▶ Objective: In the data below, copy the stretch from the line containing "Find the player's hand" through the end of the data, replacing "player's" with "athlete's" and leaving everything else unchanged.

▶ Records provided:
-------

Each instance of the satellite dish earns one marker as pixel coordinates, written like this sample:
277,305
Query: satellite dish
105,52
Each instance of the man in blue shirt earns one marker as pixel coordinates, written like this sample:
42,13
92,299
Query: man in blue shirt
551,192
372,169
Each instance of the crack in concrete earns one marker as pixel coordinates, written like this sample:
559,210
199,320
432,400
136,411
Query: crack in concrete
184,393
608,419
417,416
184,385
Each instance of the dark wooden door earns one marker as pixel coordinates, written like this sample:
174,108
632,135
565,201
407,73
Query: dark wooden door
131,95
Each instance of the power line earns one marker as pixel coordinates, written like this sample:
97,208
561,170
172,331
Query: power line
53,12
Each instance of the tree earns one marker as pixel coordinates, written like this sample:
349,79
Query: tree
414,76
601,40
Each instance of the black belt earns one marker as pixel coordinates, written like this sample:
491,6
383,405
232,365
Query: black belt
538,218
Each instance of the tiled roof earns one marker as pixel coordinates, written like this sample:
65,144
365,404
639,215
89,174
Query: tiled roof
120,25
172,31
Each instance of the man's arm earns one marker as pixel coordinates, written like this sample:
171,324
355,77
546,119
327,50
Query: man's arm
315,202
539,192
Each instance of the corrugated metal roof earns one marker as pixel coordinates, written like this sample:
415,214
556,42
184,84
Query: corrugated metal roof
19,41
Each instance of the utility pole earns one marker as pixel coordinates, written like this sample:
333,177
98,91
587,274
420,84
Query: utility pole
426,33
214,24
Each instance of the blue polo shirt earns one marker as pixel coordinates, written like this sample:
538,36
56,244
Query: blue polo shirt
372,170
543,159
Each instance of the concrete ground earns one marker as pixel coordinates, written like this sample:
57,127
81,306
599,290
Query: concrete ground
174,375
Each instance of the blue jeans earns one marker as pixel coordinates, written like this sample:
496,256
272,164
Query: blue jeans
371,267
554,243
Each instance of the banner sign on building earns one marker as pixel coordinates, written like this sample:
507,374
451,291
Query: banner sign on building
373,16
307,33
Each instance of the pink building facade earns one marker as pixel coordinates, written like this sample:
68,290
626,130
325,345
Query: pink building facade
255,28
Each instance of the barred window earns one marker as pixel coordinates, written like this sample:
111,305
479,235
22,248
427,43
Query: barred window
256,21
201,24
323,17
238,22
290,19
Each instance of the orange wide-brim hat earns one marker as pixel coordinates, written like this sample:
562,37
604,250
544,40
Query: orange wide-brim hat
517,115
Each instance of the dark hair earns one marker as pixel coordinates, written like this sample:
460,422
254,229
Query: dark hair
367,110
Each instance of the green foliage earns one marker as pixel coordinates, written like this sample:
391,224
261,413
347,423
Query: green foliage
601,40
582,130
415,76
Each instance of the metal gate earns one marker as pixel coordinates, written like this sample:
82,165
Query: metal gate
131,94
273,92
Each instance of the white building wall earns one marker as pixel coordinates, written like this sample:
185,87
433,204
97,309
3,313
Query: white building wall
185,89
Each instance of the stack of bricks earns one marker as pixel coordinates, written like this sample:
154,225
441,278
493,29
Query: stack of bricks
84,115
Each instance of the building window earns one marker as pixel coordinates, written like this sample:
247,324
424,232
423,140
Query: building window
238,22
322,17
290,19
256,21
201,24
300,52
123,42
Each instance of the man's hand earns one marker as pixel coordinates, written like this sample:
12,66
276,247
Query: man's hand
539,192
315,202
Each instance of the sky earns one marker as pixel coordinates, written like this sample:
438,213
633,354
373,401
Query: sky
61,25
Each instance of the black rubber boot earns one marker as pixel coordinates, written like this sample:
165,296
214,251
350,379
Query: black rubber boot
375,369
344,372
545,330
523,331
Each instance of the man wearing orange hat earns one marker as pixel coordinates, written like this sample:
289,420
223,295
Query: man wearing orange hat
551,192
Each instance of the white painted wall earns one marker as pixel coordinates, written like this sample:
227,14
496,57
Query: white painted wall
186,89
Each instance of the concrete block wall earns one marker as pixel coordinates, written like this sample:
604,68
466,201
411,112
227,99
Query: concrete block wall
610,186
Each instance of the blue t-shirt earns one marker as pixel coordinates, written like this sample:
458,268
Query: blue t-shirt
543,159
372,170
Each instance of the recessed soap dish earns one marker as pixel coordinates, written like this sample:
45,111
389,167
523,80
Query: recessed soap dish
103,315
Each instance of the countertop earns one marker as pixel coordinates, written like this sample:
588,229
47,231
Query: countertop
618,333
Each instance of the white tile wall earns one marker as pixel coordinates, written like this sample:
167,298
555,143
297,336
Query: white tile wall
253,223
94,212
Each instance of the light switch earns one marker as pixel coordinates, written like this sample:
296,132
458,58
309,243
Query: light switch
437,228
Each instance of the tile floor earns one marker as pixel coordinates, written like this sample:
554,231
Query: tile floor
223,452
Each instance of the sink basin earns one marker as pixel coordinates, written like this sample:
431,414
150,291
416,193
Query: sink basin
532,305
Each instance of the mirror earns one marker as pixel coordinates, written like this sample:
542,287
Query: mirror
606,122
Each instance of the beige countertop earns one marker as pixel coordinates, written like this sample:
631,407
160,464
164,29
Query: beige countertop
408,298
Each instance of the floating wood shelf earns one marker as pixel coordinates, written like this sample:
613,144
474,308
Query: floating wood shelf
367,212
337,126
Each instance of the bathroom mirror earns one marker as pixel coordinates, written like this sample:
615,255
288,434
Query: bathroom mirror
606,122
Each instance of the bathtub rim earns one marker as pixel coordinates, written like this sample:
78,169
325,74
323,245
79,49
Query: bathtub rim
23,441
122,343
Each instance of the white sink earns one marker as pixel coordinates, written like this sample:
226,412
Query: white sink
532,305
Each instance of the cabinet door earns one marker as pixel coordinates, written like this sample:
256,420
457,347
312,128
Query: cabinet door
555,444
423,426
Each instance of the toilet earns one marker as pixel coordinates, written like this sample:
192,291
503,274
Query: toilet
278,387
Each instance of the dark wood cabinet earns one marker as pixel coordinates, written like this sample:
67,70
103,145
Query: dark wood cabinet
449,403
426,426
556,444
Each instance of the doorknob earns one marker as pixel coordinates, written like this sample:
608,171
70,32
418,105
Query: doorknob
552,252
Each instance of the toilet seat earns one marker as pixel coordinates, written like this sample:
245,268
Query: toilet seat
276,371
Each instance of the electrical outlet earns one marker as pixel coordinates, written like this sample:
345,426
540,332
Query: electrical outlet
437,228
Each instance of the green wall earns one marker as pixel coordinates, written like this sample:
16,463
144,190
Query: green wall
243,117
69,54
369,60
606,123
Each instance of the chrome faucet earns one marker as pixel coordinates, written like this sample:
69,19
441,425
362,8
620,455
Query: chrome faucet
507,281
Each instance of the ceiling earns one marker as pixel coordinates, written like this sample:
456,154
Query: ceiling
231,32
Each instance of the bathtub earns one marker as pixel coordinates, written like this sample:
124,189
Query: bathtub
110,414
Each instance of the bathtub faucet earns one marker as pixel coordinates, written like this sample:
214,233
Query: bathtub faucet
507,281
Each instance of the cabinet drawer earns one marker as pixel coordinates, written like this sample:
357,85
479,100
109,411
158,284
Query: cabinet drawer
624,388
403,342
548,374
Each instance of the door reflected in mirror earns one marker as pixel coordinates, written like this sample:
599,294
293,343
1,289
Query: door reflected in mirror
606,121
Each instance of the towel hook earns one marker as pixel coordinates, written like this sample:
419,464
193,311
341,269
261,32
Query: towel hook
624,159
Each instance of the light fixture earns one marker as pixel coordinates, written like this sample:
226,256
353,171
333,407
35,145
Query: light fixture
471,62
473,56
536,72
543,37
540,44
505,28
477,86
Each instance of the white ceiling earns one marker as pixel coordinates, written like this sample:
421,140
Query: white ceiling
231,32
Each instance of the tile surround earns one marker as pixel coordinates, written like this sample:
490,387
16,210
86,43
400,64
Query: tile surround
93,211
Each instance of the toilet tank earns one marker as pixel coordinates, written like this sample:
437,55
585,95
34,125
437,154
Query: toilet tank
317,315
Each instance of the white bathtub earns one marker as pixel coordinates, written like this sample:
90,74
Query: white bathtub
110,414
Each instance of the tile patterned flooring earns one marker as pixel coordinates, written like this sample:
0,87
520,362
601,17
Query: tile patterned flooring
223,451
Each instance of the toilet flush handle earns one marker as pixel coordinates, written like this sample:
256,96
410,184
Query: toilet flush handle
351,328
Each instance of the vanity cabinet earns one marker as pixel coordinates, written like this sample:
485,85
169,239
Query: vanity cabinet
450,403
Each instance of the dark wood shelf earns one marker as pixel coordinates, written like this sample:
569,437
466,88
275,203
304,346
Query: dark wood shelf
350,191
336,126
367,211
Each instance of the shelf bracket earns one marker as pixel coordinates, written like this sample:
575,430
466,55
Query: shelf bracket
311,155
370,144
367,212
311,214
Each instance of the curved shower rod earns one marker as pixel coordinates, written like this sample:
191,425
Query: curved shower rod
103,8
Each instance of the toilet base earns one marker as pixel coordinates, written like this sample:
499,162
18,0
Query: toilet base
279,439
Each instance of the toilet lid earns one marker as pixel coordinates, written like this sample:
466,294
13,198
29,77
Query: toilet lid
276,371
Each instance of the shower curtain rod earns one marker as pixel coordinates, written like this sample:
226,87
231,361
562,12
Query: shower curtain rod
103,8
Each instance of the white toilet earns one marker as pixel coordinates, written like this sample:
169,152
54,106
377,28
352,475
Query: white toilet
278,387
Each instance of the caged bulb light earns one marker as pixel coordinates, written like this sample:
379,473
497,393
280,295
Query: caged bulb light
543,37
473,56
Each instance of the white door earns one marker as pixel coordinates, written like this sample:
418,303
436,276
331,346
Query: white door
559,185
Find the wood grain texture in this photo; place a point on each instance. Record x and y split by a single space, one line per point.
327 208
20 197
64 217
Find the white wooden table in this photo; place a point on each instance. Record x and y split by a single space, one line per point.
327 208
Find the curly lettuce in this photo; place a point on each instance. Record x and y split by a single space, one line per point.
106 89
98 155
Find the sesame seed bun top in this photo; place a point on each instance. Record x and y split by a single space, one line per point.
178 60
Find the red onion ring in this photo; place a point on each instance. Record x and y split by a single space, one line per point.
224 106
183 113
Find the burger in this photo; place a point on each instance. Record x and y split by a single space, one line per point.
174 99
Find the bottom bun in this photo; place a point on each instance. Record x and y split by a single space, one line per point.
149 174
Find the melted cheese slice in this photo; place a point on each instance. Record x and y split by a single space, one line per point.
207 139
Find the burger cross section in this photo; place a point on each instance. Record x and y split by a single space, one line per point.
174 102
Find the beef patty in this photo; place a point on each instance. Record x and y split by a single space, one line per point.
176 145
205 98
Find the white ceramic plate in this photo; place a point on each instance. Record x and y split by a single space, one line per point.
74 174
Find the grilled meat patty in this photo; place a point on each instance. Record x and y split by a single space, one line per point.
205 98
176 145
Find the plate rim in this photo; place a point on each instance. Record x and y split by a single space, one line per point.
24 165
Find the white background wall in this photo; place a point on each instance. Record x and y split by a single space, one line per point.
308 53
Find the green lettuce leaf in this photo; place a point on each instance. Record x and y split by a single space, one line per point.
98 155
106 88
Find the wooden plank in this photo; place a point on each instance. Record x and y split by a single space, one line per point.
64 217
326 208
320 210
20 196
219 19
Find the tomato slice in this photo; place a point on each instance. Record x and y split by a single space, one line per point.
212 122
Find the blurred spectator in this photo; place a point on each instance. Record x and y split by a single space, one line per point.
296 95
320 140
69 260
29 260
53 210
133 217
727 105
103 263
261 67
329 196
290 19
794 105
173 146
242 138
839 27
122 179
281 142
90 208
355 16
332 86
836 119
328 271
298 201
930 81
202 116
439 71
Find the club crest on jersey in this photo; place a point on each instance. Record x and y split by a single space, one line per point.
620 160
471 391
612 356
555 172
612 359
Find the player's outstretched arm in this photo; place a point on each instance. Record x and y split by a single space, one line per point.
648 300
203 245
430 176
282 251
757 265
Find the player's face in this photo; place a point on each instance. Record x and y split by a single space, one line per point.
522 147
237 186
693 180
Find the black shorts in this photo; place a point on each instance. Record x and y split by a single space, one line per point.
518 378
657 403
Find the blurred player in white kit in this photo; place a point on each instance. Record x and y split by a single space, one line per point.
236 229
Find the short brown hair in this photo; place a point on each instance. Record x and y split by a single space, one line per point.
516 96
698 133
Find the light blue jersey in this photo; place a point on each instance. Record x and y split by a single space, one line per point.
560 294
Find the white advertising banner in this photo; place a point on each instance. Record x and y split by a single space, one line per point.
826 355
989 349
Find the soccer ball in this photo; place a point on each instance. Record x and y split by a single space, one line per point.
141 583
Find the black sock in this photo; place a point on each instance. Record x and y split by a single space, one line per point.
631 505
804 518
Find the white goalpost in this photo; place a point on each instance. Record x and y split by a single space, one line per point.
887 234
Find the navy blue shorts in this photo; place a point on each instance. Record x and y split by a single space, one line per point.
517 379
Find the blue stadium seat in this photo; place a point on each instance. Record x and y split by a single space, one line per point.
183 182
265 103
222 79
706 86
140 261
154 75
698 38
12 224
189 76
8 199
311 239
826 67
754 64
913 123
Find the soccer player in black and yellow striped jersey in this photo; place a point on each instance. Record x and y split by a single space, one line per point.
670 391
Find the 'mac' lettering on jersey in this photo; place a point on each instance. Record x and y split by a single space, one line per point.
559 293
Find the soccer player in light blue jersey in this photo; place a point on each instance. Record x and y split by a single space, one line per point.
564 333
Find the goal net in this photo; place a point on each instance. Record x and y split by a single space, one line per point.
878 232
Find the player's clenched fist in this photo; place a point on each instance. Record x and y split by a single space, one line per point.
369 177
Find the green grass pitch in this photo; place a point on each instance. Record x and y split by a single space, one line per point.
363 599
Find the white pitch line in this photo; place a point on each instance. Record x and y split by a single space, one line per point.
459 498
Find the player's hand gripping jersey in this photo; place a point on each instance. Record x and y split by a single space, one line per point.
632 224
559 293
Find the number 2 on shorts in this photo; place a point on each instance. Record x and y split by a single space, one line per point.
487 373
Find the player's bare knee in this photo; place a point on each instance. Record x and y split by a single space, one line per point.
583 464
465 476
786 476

-------

▶ Correct answer:
Find the athlete's hand gripping jersey in this photo; place a point on each instance. Record x and y split by a single space, one line per point.
632 224
559 293
Find the number 2 on shorts in this photo; place a point on each instance. Record x and y split by a single space, one line per point.
487 373
Find the athlete's bare knee in this photo; place a point on each instance. Record x and y split by a single space, one line per point.
583 464
465 476
786 476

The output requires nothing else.